The data ->
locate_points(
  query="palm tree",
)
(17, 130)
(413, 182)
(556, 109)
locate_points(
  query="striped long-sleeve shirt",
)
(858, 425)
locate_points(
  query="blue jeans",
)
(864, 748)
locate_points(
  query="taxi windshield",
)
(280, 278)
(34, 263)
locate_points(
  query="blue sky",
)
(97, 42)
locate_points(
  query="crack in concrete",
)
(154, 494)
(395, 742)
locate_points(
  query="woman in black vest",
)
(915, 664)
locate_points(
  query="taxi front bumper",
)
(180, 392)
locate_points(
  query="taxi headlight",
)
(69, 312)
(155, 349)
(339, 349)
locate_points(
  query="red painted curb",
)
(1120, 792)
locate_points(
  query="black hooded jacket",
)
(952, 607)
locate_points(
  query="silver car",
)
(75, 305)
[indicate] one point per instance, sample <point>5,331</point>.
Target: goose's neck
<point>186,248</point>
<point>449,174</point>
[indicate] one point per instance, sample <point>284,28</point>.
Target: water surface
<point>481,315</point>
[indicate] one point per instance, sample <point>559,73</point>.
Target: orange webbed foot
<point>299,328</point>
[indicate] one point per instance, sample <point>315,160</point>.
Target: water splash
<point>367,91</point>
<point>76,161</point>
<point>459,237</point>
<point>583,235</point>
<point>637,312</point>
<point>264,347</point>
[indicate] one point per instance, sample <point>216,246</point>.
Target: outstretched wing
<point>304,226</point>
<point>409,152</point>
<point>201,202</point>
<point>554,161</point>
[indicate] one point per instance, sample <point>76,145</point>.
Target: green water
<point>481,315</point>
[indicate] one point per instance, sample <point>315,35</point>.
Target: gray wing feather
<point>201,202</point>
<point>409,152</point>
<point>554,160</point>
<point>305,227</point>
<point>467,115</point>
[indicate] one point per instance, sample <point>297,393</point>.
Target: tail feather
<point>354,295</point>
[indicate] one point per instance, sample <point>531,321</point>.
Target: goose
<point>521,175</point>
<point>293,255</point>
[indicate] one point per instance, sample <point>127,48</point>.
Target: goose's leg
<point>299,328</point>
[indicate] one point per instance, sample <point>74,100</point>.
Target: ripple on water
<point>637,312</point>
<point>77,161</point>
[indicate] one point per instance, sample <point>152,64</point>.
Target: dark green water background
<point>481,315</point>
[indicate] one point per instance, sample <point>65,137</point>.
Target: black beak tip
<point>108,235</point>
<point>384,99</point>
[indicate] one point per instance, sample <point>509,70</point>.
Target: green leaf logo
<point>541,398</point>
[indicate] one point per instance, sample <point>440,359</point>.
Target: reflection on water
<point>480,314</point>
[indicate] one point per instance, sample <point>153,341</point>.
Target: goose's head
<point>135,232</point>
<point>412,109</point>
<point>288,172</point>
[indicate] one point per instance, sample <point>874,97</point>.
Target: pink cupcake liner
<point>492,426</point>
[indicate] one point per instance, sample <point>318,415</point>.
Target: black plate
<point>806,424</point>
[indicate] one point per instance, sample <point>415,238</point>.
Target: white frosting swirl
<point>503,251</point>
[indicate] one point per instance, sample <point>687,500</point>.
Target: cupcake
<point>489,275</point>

Your objective -> Write out every entry verbatim.

Expected answer ->
locate_points(
  query="palm tree",
)
(17, 130)
(413, 182)
(556, 109)
locate_points(
  query="striped long-sleeve shirt",
)
(858, 425)
locate_points(
  query="blue jeans",
)
(864, 748)
locate_points(
  query="taxi windshield",
)
(280, 278)
(34, 263)
locate_points(
  query="blue sky",
)
(97, 42)
locate_points(
  query="crack in concrete",
)
(154, 494)
(395, 742)
locate_points(
  query="woman in black vest",
)
(915, 664)
locate_points(
  query="taxi front bumper",
)
(180, 392)
locate_points(
  query="taxi headlight",
)
(69, 312)
(155, 349)
(339, 349)
locate_points(
  query="red painted curb",
)
(1120, 792)
locate_points(
  query="black hooded jacket",
)
(952, 607)
locate_points(
  query="silver car",
)
(75, 305)
[indicate] one point per instance, sample <point>5,331</point>.
Target: goose's neck
<point>186,248</point>
<point>449,174</point>
[indicate] one point per instance, sample <point>284,28</point>.
Target: water surface
<point>481,315</point>
[indicate] one point per instance, sample <point>559,73</point>.
Target: orange webbed foot
<point>299,328</point>
[indicate] one point per instance, sample <point>315,160</point>.
Target: water splash
<point>367,91</point>
<point>76,161</point>
<point>459,237</point>
<point>583,235</point>
<point>637,312</point>
<point>264,347</point>
[indicate] one point per instance, sample <point>216,246</point>.
Target: outstretched wing
<point>304,226</point>
<point>409,152</point>
<point>201,202</point>
<point>554,161</point>
[indicate] one point per instance, sample <point>76,145</point>.
Target: green water
<point>481,315</point>
[indicate] one point per instance, sample <point>315,35</point>.
Target: gray wing feather
<point>201,202</point>
<point>409,152</point>
<point>554,160</point>
<point>305,227</point>
<point>467,115</point>
[indicate] one point per instance, sample <point>297,393</point>.
Target: tail feather
<point>354,295</point>
[indicate] one point per instance, sample <point>531,321</point>.
Target: goose
<point>521,175</point>
<point>293,255</point>
[indicate] one point per instance, sample <point>127,48</point>.
Target: goose's leg
<point>299,328</point>
[indicate] one point per instance, sample <point>74,100</point>.
Target: ripple on water
<point>637,312</point>
<point>77,161</point>
[indicate] one point per instance, sample <point>152,64</point>.
Target: dark green water background
<point>481,315</point>
[indicate] one point per instance, sample <point>65,137</point>.
Target: black beak tip
<point>108,235</point>
<point>384,99</point>
[indicate] one point per instance, sample <point>509,70</point>.
Target: green leaf logo
<point>541,398</point>
[indicate] one point per instance, sample <point>440,359</point>.
Target: reflection on water
<point>480,314</point>
[indicate] one point per instance, sample <point>153,341</point>.
Target: goose's head
<point>135,232</point>
<point>412,109</point>
<point>288,172</point>
[indicate] one point per instance, sample <point>874,97</point>.
Target: pink cupcake liner
<point>492,426</point>
[indicate] one point per instance, sample <point>318,415</point>.
Target: black plate
<point>806,424</point>
[indicate] one point per instance, sample <point>415,238</point>.
Target: white frosting swirl
<point>503,251</point>
[indicate] one point per instance, sample <point>687,500</point>.
Target: cupcake
<point>489,275</point>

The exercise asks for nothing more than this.